TESTO DELL'ESERCIZIO -
● ● ● ● ●

Mai dire Taiwan. Potrebbe chiamarsi così, parafrasando una popolare trasmissione TV, il bug che colpiva iOS, ora risolto con l’aggiornamento a iOS 11.4.1 che mandava in crash iPhone ogni volta che si scriveva il nome convenzionale della cosiddetta “Cina Nazionalista” o Formosa.
A causare il crash la necessità di Apple di dare riscontro alle imposizioni della Cina Popolare. In conseguenza del mancato riconoscimento, figlio di tensioni internazionali che risalgono ai tempi della guerra civile con Mao Tze Dong e Chiang Kai Shek, tra i due paesi, la Cina non solo rivendica l’isola e non le riconosce l’indipendenza, ma proibisce l’uso del nome Taiwan e anche dell’ideogramma che la rappresenta, nè si può diffondere la bandiera di Taiwan.
Il bug era stato scoperto da Patrick Wardle, ex hacker della National Security Agency e che ora si occupa di sicurezza iOS e macOS per l’azienda Digital Security. «Ero rimasto perplesso – dice Warlde – ascoltando quanto riferito da un amico: il crash di un dispositivo ogni volta che scriveva la parola “Taiwan” o riceveva un messaggio con la bandiera taiwanese». Qualche prova aveva dimostrato che era proprio così: il problema si presentava con qualunque app in grado di ricevere messaggi da remoto, incluse iMessage, Facebook Messenger e WhatsApp anche se solo sui dispositivi impostati con specifiche configurazioni regionali, sugli iPhone impostati come “Cina” in “Lingua e Zona”.

● ● ● ● ●

RECORD ELENCATI -
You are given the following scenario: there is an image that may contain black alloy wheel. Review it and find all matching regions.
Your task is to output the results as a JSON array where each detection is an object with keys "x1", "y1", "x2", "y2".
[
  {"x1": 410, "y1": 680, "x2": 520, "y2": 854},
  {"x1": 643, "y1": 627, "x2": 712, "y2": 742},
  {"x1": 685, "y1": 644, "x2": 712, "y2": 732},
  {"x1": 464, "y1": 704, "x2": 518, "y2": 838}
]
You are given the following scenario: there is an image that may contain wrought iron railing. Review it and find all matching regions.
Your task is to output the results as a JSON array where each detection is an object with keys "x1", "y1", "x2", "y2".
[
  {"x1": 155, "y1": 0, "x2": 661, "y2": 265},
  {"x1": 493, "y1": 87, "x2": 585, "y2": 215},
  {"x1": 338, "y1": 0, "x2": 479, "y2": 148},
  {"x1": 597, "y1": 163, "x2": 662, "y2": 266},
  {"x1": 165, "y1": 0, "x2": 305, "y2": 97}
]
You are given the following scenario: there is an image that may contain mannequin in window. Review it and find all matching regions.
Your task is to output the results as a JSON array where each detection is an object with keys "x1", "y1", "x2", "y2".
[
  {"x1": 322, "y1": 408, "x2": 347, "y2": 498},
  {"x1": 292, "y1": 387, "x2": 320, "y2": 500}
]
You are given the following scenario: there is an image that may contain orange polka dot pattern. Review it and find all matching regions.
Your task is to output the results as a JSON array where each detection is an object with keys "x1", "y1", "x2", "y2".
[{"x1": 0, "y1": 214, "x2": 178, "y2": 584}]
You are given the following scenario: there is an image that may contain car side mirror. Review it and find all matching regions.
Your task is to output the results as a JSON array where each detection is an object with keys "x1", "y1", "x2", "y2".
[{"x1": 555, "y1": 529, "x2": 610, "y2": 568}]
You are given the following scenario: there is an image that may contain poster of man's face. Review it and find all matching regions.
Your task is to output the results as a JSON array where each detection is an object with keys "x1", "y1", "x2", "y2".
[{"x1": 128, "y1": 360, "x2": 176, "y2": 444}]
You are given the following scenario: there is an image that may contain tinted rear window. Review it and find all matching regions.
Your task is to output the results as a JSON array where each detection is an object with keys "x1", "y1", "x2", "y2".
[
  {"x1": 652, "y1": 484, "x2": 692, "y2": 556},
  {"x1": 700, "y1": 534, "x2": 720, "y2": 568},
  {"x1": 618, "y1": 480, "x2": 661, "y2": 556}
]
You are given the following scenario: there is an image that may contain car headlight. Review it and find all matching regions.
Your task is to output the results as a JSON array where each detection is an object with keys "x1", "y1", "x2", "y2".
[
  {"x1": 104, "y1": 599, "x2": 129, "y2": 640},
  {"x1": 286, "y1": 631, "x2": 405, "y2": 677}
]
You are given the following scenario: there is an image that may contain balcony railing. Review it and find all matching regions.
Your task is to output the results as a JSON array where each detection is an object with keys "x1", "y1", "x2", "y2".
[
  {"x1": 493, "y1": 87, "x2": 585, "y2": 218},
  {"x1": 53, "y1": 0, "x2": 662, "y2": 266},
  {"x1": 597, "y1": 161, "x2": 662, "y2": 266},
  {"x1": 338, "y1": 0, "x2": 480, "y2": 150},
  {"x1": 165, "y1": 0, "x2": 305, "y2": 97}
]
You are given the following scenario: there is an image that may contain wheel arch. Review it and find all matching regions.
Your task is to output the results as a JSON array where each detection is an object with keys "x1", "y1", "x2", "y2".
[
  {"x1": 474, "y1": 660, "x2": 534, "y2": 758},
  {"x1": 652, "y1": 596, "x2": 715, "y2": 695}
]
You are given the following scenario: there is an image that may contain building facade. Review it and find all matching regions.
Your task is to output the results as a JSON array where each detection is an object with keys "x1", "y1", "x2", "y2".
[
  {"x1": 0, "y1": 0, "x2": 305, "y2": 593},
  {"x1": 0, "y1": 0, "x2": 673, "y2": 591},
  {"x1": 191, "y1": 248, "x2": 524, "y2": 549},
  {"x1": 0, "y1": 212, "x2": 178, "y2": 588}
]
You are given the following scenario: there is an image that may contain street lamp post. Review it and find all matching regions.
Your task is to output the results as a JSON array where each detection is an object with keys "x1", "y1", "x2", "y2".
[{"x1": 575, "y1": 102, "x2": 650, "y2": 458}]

● ● ● ● ●

CONSEGNA -
Prosegui l'articolo sul bug di iOS legato a Taiwan, partendo dal punto in cui si interrompe.

RISPOSTA -
Secondo Warldle, che spiega in maniera molto tecnica il problema ma arriva a conclusioni chiare, Apple ha di fatto introdotto il bug (classificato nel database delle vulnerabilità come CVE-2018-4290,) nel tentativo, mal riuscito, di eliminare dai messaggi bandiera e nome di Taiwan. L’operazione è stata obbligata a quanto pare, ma qesto non cancellerà in qualcuno le perplessità. Quanto accaduto è il segnale che esiste in Apple un complesso e a volte abbastanza discutibile tentativo di bilanciamento, non sempre riuscito, tra libertà di parola e diritti individuali (che Apple sostiene essere alla base del suo DNA) e la volontà di non perdere il mercato cinese. Era già accaduto nel caso dell’eliminazione sempre in Cina delle app per VPN, scelta diventata anche un caso politico, o la chiusura di iBooks Store e Movie Store.